* [Instruction A]: Identify every line in the records that contains the string "steel" and copy each of those lines out in full.

Enumerate#

class delu.utils.data.Enumerate[source]#

Bases: Dataset

Make a PyTorch dataset return indices in addition to items (like enumerate, but for datasets).

Usage

Creating the initial non-enumerated dataset:

>>> from torch.utils.data import DataLoader, TensorDataset
>>>
>>> X = torch.arange(10).float().view(5, 2)
>>> X
tensor([[0., 1.],
        [2., 3.],
        [4., 5.],
        [6., 7.],
        [8., 9.]])
>>> Y = -10 * torch.arange(5)
>>> Y
tensor([  0, -10, -20, -30, -40])
>>>
>>> dataset = TensorDataset(X, Y)
>>> dataset[2]
(tensor([4., 5.]), tensor(-20))

The enumerated dataset returns indices in addition to items:

>>> enumerated_dataset = delu.utils.data.Enumerate(dataset)
>>> enumerated_dataset[2]
(2, (tensor([4., 5.]), tensor(-20)))
>>>
>>> for x_batch, y_batch in DataLoader(
...     dataset, batch_size=2
... ):
...     ...
...
>>> for batch_idx, (x_batch, y_batch) in DataLoader(
...     enumerated_dataset, batch_size=2
... ):
...     print(batch_idx)
tensor([0, 1])
tensor([2, 3])
tensor([4])

The original dataset and its size remain accessible:

>>> enumerated_dataset.dataset is dataset
True
>>> len(enumerated_dataset) == len(dataset)
True
__getitem__(index) Tuple[Any, Any][source]#

Return index and the corresponding item from the original dataset.

Parameters:

index – the index.

Returns:

(index, item)

__init__(dataset: Dataset, /) None[source]#
Parameters:

dataset – the original dataset.

__len__() int[source]#

Get the length of the original dataset.

property dataset: Dataset#

The original dataset.

* [Instruction B]: Reproduce the passage of the Enumerate documentation between "Bases: Dataset" and "X = torch.arange(10).float().view(5, 2)", inclusive.

Source data
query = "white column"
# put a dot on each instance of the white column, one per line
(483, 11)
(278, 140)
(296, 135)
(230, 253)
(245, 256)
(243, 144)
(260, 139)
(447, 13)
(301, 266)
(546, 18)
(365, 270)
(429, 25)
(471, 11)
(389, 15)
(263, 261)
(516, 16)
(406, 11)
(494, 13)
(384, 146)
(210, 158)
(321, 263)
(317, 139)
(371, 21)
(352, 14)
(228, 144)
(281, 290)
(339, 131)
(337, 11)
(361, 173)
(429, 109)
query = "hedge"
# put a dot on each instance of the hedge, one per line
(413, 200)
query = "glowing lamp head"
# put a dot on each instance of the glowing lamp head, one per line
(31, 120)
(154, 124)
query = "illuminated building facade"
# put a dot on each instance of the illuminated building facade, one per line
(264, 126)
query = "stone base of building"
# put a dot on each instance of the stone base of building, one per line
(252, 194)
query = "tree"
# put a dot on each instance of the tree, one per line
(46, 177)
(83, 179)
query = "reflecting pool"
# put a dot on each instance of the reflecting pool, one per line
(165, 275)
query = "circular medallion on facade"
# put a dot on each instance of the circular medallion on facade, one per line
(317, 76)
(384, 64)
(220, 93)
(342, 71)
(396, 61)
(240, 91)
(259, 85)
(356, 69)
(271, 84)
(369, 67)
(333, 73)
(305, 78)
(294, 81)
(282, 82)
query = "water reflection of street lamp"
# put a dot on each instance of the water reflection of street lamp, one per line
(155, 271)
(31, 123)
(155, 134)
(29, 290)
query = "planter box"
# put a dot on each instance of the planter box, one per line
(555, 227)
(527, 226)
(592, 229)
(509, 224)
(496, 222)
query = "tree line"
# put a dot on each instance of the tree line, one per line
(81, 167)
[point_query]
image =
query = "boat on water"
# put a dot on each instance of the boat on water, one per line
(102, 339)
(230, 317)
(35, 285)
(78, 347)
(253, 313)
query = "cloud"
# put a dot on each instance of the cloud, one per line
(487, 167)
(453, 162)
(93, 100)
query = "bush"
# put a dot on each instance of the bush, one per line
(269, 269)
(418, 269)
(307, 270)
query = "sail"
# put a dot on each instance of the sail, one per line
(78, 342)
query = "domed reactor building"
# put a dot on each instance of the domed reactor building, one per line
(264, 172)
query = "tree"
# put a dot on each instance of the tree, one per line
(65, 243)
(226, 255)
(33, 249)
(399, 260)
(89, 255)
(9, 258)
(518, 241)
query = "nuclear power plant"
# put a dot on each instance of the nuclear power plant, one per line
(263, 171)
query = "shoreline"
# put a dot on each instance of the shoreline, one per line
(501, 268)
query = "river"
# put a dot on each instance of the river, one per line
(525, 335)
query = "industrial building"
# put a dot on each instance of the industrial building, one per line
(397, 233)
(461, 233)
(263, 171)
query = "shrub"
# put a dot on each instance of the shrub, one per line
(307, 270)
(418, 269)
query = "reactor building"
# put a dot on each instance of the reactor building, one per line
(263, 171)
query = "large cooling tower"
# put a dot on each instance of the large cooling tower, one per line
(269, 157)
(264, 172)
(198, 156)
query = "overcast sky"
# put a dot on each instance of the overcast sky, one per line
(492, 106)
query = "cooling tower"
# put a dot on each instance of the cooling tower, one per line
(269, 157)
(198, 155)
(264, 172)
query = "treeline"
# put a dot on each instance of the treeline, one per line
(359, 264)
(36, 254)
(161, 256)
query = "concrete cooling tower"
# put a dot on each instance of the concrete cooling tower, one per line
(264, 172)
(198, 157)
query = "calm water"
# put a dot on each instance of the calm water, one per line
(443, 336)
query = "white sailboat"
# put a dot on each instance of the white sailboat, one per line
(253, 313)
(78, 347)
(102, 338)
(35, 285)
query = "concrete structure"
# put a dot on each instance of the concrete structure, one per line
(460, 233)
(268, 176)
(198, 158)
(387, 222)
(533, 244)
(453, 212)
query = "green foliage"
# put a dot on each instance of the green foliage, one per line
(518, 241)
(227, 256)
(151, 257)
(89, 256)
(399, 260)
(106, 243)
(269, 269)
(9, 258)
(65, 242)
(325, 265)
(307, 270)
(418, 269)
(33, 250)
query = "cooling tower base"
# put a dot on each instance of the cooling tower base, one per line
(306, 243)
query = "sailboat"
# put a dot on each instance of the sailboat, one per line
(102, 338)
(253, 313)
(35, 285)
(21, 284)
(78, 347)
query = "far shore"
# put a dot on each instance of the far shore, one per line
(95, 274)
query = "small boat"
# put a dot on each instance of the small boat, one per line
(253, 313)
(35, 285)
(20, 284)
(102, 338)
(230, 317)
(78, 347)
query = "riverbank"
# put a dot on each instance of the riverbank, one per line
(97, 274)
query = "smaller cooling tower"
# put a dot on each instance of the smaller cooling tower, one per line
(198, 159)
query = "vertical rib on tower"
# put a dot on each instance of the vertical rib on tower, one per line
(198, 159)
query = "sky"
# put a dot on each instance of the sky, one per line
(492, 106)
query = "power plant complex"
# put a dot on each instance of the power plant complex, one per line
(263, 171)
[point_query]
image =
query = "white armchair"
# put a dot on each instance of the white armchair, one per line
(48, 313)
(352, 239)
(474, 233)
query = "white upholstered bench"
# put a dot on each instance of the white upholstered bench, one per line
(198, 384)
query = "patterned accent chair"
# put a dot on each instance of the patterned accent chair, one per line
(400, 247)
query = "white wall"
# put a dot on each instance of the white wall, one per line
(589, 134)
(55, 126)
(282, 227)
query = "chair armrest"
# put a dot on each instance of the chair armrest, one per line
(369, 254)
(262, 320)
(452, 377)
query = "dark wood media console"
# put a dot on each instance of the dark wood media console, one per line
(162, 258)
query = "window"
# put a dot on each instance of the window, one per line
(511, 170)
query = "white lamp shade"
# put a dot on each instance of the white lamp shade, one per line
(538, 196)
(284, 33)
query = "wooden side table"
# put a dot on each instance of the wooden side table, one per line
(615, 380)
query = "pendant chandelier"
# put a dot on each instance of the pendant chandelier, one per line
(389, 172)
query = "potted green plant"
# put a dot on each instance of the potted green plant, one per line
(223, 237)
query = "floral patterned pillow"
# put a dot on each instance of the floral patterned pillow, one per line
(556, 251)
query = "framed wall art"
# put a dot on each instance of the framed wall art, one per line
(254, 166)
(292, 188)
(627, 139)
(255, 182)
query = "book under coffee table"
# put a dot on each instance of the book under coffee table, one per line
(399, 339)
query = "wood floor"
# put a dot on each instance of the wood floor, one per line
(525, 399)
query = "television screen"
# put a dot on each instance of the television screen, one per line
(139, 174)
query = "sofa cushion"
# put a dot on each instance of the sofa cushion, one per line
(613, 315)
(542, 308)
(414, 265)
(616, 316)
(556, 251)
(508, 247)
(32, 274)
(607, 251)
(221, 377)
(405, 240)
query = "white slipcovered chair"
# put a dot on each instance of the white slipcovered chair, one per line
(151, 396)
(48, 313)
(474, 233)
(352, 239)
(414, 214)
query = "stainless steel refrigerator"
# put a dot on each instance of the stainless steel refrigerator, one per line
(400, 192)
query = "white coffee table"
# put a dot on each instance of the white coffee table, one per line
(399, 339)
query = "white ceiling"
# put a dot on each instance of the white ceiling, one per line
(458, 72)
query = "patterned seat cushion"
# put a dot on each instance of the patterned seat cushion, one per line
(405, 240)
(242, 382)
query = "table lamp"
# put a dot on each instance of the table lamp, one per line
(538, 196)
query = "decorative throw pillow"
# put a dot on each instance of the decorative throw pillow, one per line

* [Expected output A]:
query = "stainless steel refrigerator"
# put a dot on each instance of the stainless steel refrigerator, one per line

* [Expected output B]:
Bases: Dataset

Make a PyTorch dataset return indices in addition to items (like enumerate, but for datasets).

Usage

Creating the initial non-enumerated dataset:

>>> from torch.utils.data import DataLoader, TensorDataset
>>>
>>> X = torch.arange(10).float().view(5, 2)